Text excerpt
§ §
Sir Robert Napier, 1st Baronet (1560 – 22 April 1637), of Luton Hoo in Bedfordshire, also referred to as Robert Sandy, was an English merchant.

Origins
He was the second son of Alexander Napier (alias Sandy) of Exeter, Devon, by his wife Anne Birchley, daughter of Edward Birchley of Hertfordshire. Alexander was a son of Sir Alexander Napier of Scotland, and was a brother of Sir Archibald Napier. He had left Scotland during the reign of King Henry VIII (1509–1547) and settled in the city of Exeter.  The Napier family claimed descent from the Scottish Earls of Lennox.  Sir Robert's younger brother was Rev. Richard Napier (1559–1634), a noted astrologer and Rector of Linford, Buckinghamshire. The arms of Napier of Luton Hoo were: Argent, a saltire engrailed between four roses (cinquefoils) gules.

Career
He lived in Bishopsgate Street in the City of London, was a member of the Grocers' Company and was a Turkey Merchant, and through trade with Turkey amassed a fortune and purchased the estate of Luton Hoo in Bedfordshire. He was knighted in 1611 during the progress from Scotland through England of King James I, who subsequently created him a baronet "of Luton Hoo" on 25 November 1612. He served as High Sheriff of Bedfordshire in 1611. In 1613 he was elected Sheriff of London but declined to serve, for which he was fined 400 marks.

Marriages and children
He married three times:
Firstly to Elizabeth Staper, without children
Secondly to Margaret Barnes, daughter of Richard Barnes, a Citizen of the City of London and member of the Worshipful Company of Mercers, without children.
§ §
Listed entries
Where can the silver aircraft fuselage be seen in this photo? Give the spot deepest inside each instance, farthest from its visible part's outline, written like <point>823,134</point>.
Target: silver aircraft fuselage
§ §
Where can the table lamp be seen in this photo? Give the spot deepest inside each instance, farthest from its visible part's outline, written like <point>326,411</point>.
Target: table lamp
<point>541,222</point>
§ §
Exercise tasks
a - Rewrite the Napier biography from "Sir Robert Napier, 1st" up to and including "roses (cinquefoils) gules.", replacing "Exeter" with "Plymouth".
b - According to the Napier biography, what penalty did Napier incur for declining to serve as Sheriff of London in 1613?
Rely only on the Napier biography.

Worked answers
a -
Sir Robert Napier, 1st Baronet (1560 – 22 April 1637), of Luton Hoo in Bedfordshire, also referred to as Robert Sandy, was an English merchant.

Origins
He was the second son of Alexander Napier (alias Sandy) of Plymouth, Devon, by his wife Anne Birchley, daughter of Edward Birchley of Hertfordshire. Alexander was a son of Sir Alexander Napier of Scotland, and was a brother of Sir Archibald Napier. He had left Scotland during the reign of King Henry VIII (1509–1547) and settled in the city of Plymouth.  The Napier family claimed descent from the Scottish Earls of Lennox.  Sir Robert's younger brother was Rev. Richard Napier (1559–1634), a noted astrologer and Rector of Linford, Buckinghamshire. The arms of Napier of Luton Hoo were: Argent, a saltire engrailed between four roses (cinquefoils) gules.

b - He was fined 400 marks.